ENTRIES SHOWN
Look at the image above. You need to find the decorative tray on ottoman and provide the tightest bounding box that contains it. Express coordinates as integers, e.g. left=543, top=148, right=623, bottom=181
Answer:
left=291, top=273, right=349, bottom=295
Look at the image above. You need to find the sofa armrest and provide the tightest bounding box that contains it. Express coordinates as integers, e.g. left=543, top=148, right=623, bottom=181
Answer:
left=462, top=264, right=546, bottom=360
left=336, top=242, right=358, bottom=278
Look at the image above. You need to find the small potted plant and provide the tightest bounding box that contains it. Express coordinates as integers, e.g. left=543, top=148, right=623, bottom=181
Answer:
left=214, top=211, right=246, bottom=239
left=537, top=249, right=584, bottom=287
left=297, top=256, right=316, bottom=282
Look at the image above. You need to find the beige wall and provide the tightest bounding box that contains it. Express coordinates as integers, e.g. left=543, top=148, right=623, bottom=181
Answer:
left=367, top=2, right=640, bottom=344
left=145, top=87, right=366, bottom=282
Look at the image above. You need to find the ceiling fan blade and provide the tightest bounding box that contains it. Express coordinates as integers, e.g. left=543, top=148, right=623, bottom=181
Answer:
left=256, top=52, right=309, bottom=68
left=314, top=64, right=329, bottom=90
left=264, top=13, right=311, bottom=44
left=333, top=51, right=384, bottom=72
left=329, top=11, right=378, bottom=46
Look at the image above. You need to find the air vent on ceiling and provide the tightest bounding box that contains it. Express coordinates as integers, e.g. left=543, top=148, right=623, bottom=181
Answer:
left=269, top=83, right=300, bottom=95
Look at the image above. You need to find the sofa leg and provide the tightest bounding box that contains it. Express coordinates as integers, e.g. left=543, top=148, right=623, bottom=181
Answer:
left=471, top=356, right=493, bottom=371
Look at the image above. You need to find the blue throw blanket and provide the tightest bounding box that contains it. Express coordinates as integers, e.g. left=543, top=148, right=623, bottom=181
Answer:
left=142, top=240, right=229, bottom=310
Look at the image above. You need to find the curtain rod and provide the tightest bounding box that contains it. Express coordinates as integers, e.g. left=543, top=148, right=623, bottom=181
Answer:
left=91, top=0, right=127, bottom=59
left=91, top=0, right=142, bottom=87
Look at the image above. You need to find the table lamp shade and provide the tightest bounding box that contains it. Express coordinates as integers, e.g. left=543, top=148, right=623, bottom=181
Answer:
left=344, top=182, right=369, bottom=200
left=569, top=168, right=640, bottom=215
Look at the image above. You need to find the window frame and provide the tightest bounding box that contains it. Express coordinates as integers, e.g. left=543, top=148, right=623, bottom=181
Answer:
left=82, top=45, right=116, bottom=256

EXERCISE BRIEF
Rewrite the lines starting with the line that contains "Look at the image above. You need to find the window" and going on through the last line, keeping every line, and add 12 to each coordinate in the answers.

WRITTEN SOLUTION
Look at the image above. You need to find the window frame and provide the tightest bounding box that contains it. Express coordinates as integers, e.g. left=543, top=148, right=623, bottom=181
Answer:
left=94, top=57, right=128, bottom=268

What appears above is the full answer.